[Extracted entries Boundary: Start]

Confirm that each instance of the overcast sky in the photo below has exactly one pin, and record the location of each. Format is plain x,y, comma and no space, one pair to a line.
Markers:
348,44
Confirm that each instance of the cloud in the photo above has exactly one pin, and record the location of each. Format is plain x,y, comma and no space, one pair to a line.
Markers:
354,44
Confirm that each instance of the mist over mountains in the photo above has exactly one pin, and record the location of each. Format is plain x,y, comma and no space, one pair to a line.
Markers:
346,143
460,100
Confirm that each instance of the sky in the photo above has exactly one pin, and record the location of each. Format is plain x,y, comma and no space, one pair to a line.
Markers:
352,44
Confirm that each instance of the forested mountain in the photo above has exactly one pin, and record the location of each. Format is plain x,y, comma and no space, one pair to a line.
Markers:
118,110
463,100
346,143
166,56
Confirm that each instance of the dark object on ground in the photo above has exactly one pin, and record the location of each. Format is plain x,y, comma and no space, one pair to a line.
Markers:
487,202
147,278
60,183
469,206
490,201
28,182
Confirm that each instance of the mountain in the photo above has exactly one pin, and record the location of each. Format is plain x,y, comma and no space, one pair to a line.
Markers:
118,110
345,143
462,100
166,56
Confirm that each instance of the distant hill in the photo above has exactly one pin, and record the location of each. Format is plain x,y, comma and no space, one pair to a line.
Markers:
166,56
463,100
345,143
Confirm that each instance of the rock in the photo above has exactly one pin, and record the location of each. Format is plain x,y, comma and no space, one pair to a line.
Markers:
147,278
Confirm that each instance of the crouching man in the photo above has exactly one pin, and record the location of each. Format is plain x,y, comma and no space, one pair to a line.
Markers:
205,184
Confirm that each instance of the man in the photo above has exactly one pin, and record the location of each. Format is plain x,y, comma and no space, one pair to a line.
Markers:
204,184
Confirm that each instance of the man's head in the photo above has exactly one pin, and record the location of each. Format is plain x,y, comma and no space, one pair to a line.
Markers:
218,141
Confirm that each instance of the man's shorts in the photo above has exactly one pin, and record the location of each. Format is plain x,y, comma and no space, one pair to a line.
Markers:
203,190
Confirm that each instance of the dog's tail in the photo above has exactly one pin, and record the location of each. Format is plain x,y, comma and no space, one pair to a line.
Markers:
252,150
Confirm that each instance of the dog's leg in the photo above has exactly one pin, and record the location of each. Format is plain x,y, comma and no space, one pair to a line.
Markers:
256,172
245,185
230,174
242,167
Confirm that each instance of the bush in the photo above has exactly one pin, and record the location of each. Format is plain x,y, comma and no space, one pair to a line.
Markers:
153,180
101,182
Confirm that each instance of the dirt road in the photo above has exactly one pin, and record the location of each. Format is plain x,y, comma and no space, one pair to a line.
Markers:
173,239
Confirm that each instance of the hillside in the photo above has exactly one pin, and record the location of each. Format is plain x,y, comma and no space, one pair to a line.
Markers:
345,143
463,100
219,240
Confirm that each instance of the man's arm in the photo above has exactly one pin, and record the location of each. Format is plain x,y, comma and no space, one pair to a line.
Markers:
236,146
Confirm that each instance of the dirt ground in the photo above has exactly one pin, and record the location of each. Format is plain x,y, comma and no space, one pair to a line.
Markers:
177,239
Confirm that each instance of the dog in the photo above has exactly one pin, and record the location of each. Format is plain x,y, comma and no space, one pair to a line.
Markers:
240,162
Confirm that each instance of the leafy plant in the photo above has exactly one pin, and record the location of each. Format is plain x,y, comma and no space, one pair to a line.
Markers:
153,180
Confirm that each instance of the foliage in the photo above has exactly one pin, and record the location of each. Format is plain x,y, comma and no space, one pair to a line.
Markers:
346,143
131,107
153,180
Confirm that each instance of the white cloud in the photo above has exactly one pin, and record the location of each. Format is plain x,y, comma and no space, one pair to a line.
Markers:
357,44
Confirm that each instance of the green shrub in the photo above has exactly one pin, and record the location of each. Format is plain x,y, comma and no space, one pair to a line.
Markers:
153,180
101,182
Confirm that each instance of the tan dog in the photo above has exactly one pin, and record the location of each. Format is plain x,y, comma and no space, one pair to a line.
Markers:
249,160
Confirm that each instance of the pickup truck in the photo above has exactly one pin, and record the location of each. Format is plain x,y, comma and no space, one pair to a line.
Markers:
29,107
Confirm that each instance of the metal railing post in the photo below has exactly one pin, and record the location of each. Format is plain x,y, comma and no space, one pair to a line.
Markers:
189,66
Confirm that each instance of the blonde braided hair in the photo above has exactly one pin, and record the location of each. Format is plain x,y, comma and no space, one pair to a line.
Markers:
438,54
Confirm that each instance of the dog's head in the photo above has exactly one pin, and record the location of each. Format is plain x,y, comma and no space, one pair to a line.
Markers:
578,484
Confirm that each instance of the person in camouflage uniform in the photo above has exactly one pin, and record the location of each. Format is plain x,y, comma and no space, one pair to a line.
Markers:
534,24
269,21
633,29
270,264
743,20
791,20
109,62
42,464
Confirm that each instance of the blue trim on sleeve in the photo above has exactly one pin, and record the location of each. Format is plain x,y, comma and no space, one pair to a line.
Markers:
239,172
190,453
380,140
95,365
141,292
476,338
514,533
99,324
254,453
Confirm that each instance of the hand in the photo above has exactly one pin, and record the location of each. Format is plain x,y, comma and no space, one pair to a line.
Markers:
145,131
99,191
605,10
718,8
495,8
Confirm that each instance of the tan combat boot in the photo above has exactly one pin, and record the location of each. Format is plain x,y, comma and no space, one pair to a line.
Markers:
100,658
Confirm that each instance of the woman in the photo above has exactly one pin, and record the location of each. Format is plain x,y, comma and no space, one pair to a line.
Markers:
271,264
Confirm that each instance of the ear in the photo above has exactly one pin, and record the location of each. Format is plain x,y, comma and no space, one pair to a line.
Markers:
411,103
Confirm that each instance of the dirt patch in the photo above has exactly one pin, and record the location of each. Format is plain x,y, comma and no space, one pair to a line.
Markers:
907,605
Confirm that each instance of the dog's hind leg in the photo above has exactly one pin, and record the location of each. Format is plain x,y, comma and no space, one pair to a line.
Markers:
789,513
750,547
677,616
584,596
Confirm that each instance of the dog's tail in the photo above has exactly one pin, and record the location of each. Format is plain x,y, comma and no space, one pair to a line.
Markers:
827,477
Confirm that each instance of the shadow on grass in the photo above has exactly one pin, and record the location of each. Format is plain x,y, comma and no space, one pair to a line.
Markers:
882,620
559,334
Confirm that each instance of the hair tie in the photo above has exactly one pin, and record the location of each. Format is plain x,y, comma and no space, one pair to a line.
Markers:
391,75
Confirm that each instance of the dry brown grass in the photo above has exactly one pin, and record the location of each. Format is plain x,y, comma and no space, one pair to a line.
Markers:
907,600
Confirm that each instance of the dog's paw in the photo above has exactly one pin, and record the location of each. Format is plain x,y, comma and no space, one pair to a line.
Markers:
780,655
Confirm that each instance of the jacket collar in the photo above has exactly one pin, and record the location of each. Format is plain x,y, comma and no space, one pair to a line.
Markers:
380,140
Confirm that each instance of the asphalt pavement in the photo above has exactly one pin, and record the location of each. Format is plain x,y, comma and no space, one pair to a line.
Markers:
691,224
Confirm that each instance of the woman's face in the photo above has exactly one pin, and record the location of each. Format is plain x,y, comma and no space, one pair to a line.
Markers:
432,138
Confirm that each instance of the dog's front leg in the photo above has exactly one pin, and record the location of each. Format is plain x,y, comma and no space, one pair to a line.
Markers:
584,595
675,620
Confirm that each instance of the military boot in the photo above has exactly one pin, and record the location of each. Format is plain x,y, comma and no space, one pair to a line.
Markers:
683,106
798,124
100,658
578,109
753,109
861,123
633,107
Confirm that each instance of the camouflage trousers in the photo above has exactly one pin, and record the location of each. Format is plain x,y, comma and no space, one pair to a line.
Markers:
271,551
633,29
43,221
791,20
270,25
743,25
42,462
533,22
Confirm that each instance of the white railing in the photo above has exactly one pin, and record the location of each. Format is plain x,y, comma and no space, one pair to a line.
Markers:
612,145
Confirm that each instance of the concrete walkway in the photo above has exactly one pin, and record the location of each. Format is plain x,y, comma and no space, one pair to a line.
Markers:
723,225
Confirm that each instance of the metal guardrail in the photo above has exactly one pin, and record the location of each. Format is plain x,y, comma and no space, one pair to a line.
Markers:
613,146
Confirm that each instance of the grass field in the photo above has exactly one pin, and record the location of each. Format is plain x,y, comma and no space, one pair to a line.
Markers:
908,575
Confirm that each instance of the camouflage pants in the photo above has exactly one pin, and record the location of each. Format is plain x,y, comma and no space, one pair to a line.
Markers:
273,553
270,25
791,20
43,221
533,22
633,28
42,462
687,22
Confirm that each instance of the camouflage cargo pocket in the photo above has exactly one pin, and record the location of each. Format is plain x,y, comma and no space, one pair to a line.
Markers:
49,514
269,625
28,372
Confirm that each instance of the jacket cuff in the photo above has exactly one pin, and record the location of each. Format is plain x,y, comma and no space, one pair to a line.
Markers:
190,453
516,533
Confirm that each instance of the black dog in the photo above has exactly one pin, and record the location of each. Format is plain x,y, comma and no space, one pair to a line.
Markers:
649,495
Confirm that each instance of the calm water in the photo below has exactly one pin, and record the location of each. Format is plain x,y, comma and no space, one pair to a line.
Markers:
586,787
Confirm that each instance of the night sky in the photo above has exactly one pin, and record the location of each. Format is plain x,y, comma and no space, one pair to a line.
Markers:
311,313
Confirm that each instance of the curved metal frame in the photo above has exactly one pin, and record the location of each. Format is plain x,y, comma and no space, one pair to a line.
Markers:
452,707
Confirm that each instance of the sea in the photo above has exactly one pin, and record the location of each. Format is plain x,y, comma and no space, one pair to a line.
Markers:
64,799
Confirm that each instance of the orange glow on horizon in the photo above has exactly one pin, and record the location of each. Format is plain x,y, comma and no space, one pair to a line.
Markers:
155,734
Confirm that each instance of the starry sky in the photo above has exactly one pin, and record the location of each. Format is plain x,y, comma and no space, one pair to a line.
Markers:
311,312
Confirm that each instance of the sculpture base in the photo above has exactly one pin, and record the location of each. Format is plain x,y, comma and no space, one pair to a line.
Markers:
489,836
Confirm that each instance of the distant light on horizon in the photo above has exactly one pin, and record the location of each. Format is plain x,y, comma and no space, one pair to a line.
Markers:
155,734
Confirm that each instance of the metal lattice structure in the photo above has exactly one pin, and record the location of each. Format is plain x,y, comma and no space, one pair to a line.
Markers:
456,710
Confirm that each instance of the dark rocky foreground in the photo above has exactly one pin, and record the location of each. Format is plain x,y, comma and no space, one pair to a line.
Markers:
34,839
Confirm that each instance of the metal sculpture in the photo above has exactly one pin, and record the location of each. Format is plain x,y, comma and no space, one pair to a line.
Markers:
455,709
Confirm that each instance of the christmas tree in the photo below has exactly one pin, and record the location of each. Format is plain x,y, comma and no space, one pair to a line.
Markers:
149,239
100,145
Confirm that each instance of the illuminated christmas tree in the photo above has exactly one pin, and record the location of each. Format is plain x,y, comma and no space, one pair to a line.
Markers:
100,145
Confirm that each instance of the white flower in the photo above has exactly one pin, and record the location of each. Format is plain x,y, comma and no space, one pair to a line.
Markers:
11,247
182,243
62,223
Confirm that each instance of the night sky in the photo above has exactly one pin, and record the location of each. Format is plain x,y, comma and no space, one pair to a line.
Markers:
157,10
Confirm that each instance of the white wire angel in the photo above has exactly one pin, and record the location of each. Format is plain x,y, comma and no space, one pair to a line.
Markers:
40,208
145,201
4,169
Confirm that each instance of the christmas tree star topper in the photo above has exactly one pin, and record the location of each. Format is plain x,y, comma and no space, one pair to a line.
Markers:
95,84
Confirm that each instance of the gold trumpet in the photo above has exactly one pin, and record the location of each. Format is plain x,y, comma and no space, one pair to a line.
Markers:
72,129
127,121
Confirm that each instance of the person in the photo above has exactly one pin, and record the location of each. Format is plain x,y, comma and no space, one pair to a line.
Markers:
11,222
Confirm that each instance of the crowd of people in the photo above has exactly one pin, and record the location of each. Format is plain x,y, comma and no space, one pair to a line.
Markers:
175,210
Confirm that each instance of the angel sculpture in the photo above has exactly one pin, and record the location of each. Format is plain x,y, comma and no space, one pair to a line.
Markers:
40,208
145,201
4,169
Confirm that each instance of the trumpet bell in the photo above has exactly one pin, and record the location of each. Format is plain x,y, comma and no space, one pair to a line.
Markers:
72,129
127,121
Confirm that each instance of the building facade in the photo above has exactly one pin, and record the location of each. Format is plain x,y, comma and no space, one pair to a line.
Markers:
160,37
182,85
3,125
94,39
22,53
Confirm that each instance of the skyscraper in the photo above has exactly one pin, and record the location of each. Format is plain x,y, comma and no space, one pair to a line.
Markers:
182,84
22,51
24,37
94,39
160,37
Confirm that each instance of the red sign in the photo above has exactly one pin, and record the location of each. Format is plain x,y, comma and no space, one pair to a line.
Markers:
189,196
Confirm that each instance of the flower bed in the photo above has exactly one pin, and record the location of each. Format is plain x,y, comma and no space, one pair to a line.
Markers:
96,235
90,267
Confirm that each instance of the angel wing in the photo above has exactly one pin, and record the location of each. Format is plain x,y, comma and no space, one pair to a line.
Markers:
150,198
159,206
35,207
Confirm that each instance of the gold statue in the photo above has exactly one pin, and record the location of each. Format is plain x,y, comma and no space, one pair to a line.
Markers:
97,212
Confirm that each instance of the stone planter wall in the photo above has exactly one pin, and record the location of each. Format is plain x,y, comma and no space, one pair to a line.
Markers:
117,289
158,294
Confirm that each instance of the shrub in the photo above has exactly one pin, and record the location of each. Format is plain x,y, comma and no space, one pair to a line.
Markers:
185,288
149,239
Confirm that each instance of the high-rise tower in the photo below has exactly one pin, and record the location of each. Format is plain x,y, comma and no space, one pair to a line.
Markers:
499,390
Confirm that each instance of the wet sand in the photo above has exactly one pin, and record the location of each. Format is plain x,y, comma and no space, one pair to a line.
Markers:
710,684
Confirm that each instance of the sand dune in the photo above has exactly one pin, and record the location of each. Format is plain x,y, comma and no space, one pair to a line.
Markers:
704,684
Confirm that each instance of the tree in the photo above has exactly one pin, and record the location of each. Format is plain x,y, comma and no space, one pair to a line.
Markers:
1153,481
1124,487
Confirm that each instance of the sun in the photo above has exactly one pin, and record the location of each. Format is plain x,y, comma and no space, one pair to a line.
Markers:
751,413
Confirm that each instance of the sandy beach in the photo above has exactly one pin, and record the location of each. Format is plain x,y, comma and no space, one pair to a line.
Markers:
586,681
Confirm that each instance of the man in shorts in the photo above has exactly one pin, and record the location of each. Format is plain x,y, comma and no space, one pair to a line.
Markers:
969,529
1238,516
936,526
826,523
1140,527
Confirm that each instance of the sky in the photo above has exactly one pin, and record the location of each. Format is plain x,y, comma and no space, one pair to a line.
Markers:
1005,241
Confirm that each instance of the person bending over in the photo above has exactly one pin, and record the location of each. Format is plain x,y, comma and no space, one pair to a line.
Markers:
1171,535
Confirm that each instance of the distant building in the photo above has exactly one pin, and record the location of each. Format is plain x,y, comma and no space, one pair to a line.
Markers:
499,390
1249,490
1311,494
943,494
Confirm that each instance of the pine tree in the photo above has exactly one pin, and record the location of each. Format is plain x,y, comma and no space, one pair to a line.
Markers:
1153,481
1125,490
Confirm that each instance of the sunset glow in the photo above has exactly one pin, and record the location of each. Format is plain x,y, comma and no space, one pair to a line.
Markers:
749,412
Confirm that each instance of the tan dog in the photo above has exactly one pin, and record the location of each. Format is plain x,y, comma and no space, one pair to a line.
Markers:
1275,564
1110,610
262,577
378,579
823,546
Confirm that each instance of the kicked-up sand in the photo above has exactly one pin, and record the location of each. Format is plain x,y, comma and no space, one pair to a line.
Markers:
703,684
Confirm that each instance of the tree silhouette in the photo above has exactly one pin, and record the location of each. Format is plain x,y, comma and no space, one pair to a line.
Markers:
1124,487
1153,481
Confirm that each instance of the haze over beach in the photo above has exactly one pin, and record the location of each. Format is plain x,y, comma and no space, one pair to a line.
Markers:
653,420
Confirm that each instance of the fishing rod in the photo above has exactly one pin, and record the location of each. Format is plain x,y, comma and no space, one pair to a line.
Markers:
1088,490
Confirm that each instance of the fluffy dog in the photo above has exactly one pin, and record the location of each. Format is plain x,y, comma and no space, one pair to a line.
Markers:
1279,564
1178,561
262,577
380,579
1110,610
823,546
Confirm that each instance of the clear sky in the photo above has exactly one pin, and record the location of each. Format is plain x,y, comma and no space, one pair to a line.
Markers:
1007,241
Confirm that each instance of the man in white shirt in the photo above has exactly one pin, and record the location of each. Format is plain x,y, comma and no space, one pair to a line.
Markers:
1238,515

[Extracted entries Boundary: End]

Your response should be made up of the lines in the data that contain the word "angel".

Answer box:
Confirm that each instance of the white wire angel in the photo above has exactly one pin, and record the location of each. Format is plain x,y, comma and no space, one pair to a line.
Confirm that each instance of the angel sculpture in the photo above has exactly one pin, and record the location of each. Format is plain x,y, comma and no space, one pair to a line.
Confirm that each instance of the angel wing in the photo above has exactly one pin, and record the location of each. Format is plain x,y, comma and no space, one pair to a line.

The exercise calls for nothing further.